Retype the following rows, keeping every line identical to the original.

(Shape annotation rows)
----------

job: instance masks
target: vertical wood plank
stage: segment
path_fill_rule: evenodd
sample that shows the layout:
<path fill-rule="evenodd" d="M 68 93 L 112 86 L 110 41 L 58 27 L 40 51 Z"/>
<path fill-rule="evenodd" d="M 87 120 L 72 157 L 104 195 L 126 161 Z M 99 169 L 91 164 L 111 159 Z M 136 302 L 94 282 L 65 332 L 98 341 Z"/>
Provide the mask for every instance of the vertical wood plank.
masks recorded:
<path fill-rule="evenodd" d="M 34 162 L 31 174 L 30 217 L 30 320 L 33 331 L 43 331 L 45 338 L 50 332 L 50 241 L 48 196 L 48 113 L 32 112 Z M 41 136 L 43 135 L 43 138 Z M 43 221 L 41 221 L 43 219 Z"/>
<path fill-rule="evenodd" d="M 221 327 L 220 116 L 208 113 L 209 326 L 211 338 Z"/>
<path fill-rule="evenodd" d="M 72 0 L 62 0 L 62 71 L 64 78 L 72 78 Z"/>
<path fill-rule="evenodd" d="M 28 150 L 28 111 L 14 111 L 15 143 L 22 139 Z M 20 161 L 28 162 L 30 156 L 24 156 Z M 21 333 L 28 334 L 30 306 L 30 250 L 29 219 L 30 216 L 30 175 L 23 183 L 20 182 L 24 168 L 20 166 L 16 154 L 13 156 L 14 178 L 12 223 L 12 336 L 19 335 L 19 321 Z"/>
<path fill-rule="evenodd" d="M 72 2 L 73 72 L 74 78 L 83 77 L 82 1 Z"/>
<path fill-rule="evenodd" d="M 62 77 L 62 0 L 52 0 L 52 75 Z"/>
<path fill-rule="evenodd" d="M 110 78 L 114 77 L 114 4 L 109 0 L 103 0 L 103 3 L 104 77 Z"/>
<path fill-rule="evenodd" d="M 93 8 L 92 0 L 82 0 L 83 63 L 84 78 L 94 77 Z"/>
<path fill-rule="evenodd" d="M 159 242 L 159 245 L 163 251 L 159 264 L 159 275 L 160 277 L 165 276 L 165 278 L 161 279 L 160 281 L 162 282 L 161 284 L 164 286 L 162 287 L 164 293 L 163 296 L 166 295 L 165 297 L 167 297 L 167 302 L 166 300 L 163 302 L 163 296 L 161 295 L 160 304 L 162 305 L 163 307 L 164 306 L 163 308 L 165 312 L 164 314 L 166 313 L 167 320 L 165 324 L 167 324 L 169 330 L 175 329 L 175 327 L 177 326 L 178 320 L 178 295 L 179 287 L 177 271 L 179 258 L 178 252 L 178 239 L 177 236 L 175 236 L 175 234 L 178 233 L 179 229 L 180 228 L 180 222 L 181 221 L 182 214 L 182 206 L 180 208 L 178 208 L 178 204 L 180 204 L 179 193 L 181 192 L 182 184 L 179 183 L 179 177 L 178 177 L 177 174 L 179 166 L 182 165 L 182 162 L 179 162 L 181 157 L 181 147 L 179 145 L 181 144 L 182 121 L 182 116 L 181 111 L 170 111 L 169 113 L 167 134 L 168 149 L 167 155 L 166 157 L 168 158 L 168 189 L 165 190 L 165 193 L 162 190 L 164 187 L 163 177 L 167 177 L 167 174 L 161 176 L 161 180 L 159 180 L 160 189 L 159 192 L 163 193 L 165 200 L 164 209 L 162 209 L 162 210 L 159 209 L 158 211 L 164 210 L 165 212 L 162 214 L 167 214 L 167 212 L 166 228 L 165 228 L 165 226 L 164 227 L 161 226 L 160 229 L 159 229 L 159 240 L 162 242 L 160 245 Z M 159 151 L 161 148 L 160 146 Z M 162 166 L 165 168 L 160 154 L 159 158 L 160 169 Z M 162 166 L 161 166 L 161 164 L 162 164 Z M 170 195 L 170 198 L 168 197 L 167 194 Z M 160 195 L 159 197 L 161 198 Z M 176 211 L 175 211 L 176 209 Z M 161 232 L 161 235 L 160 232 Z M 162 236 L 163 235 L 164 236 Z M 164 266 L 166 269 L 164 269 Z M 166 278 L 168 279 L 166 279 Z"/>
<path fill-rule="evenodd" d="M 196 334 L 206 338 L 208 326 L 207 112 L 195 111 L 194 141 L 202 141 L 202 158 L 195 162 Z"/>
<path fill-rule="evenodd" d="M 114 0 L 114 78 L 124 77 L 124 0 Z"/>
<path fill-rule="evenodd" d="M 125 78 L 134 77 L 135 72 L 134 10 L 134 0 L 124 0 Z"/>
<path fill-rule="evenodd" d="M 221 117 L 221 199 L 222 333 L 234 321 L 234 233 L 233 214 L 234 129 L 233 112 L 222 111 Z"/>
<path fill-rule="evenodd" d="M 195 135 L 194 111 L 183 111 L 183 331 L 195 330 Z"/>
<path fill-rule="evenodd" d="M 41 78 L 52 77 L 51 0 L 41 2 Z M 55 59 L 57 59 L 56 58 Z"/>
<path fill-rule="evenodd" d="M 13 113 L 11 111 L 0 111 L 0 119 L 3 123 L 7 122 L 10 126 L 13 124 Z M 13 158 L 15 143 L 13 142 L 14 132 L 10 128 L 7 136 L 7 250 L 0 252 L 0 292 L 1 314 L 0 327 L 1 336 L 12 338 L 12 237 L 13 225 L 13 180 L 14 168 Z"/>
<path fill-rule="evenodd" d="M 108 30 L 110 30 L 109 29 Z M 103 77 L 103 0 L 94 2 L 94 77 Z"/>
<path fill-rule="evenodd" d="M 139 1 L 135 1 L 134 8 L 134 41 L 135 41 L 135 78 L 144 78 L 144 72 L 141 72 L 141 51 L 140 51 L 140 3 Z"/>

----------

### Solution
job: instance masks
target: vertical wood plank
stage: segment
path_fill_rule: evenodd
sample that shows the layout:
<path fill-rule="evenodd" d="M 68 93 L 112 86 L 110 41 L 58 27 L 40 51 Z"/>
<path fill-rule="evenodd" d="M 87 120 L 72 157 L 104 195 L 126 161 Z M 99 169 L 91 164 L 111 159 Z M 136 302 L 94 282 L 65 332 L 98 341 Z"/>
Provide the mask for every instance of the vertical wood plank.
masks recorded:
<path fill-rule="evenodd" d="M 34 162 L 31 174 L 30 217 L 30 320 L 33 331 L 43 331 L 45 338 L 50 332 L 50 241 L 48 196 L 48 113 L 32 112 Z M 41 136 L 43 135 L 43 138 Z M 43 221 L 41 221 L 43 219 Z"/>
<path fill-rule="evenodd" d="M 221 327 L 220 116 L 208 113 L 209 326 L 211 338 Z"/>
<path fill-rule="evenodd" d="M 72 0 L 62 0 L 62 71 L 64 78 L 72 78 Z"/>
<path fill-rule="evenodd" d="M 28 150 L 28 111 L 14 111 L 15 143 L 22 139 Z M 20 161 L 28 162 L 30 156 L 24 156 Z M 21 333 L 28 334 L 30 306 L 30 250 L 29 219 L 30 216 L 30 175 L 23 183 L 20 182 L 24 168 L 20 166 L 16 154 L 13 156 L 14 178 L 12 223 L 12 336 L 19 335 L 19 321 Z"/>
<path fill-rule="evenodd" d="M 72 2 L 73 72 L 74 78 L 83 77 L 82 1 Z"/>
<path fill-rule="evenodd" d="M 62 77 L 62 0 L 52 0 L 52 75 Z"/>
<path fill-rule="evenodd" d="M 110 78 L 114 77 L 114 4 L 109 0 L 103 0 L 103 3 L 104 77 Z"/>
<path fill-rule="evenodd" d="M 93 8 L 92 0 L 82 0 L 83 63 L 84 78 L 94 77 Z"/>
<path fill-rule="evenodd" d="M 159 242 L 159 245 L 163 251 L 159 264 L 159 275 L 160 277 L 165 276 L 165 278 L 161 279 L 160 281 L 162 282 L 161 284 L 164 286 L 162 287 L 164 293 L 163 296 L 166 295 L 165 297 L 167 297 L 167 302 L 166 300 L 163 302 L 163 296 L 161 295 L 160 304 L 162 305 L 163 307 L 164 306 L 163 308 L 165 312 L 164 314 L 166 313 L 167 320 L 165 324 L 167 324 L 169 330 L 175 329 L 175 327 L 177 326 L 178 320 L 178 295 L 179 287 L 177 271 L 179 258 L 178 252 L 178 239 L 177 236 L 175 236 L 175 234 L 178 233 L 179 229 L 180 228 L 180 222 L 181 221 L 182 214 L 182 206 L 180 208 L 178 208 L 178 204 L 180 204 L 179 193 L 181 192 L 182 184 L 179 183 L 179 177 L 178 177 L 177 174 L 179 166 L 182 165 L 182 162 L 179 162 L 181 157 L 181 147 L 179 145 L 181 144 L 182 121 L 182 116 L 181 111 L 170 111 L 169 113 L 167 134 L 168 149 L 167 155 L 166 157 L 168 158 L 168 189 L 165 190 L 165 193 L 162 190 L 164 187 L 163 177 L 167 177 L 167 174 L 161 176 L 161 180 L 159 180 L 160 189 L 159 192 L 163 193 L 165 200 L 164 209 L 162 209 L 162 210 L 159 209 L 158 211 L 164 210 L 165 212 L 162 214 L 167 214 L 167 212 L 166 228 L 165 228 L 165 226 L 164 227 L 161 226 L 160 229 L 159 229 L 159 240 L 162 242 L 160 245 Z M 159 151 L 161 148 L 160 146 Z M 162 166 L 165 168 L 160 154 L 159 158 L 160 169 Z M 162 166 L 161 166 L 161 164 L 162 164 Z M 170 195 L 170 198 L 168 197 L 167 194 Z M 160 195 L 159 197 L 161 198 Z M 176 211 L 175 211 L 176 209 Z M 161 232 L 161 235 L 160 232 Z M 162 236 L 163 235 L 164 236 Z M 164 266 L 166 269 L 164 269 Z M 166 278 L 168 279 L 166 279 Z"/>
<path fill-rule="evenodd" d="M 196 334 L 206 338 L 208 326 L 207 112 L 195 111 L 194 141 L 202 141 L 202 158 L 195 162 Z"/>
<path fill-rule="evenodd" d="M 114 0 L 114 78 L 124 77 L 124 0 Z"/>
<path fill-rule="evenodd" d="M 125 78 L 134 77 L 135 72 L 134 10 L 134 0 L 124 0 Z"/>
<path fill-rule="evenodd" d="M 221 117 L 221 199 L 222 333 L 234 321 L 234 233 L 233 214 L 234 129 L 233 112 L 222 111 Z"/>
<path fill-rule="evenodd" d="M 195 135 L 194 111 L 183 111 L 183 331 L 195 330 Z"/>
<path fill-rule="evenodd" d="M 41 78 L 52 77 L 51 0 L 41 2 Z M 55 59 L 57 59 L 56 58 Z"/>
<path fill-rule="evenodd" d="M 13 113 L 11 111 L 0 111 L 0 119 L 3 123 L 7 122 L 10 126 L 13 124 Z M 13 158 L 15 143 L 13 142 L 14 132 L 10 128 L 7 136 L 7 250 L 0 252 L 0 292 L 1 314 L 0 327 L 1 336 L 12 338 L 12 237 L 13 225 L 13 180 L 14 168 Z"/>
<path fill-rule="evenodd" d="M 108 30 L 110 30 L 109 29 Z M 103 77 L 103 0 L 94 2 L 94 77 Z"/>
<path fill-rule="evenodd" d="M 139 1 L 135 1 L 134 8 L 134 41 L 135 41 L 135 78 L 144 78 L 144 72 L 141 72 L 141 51 L 140 51 L 140 3 Z"/>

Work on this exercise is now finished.